YOUR OBJECTIVE –
Output the lines of the listing below as a JSON list of strings, one string per line and no blank lines. Include everything from the line with "the horse's hoof" up to and including the final line of the listing.

>>>>

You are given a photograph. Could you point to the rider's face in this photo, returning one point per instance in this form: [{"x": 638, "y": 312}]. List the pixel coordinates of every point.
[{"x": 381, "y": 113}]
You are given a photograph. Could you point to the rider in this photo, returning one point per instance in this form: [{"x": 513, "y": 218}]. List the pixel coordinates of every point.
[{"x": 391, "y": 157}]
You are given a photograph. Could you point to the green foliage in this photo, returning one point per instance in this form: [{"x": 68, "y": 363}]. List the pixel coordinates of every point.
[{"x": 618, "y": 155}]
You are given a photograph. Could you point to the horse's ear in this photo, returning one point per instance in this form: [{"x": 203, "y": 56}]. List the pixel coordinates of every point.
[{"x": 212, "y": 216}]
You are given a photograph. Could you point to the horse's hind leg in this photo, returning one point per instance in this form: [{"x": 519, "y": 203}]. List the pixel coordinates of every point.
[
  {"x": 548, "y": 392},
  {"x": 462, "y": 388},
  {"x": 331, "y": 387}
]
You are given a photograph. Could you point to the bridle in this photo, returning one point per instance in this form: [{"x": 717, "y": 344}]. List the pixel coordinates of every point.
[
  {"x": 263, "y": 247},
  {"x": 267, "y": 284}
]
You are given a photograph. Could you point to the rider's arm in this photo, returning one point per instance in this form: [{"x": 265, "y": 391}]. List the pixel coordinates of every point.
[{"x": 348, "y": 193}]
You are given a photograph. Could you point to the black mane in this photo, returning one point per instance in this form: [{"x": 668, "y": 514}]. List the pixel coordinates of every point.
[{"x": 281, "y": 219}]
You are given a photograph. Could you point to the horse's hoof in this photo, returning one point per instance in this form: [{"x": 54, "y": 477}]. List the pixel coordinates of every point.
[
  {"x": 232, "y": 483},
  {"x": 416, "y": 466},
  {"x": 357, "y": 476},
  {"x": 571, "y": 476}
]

<<<<

RESULT OF THIS TASK –
[
  "You are given a photograph. Could you point to the horse's hoof in this photo, returning one point per instance in this form: [{\"x\": 54, \"y\": 477}]. List the pixel coordinates of every point.",
  "[",
  "  {\"x\": 232, \"y\": 483},",
  "  {\"x\": 416, \"y\": 466},",
  "  {\"x\": 357, \"y\": 476},",
  "  {\"x\": 571, \"y\": 476}",
  "]"
]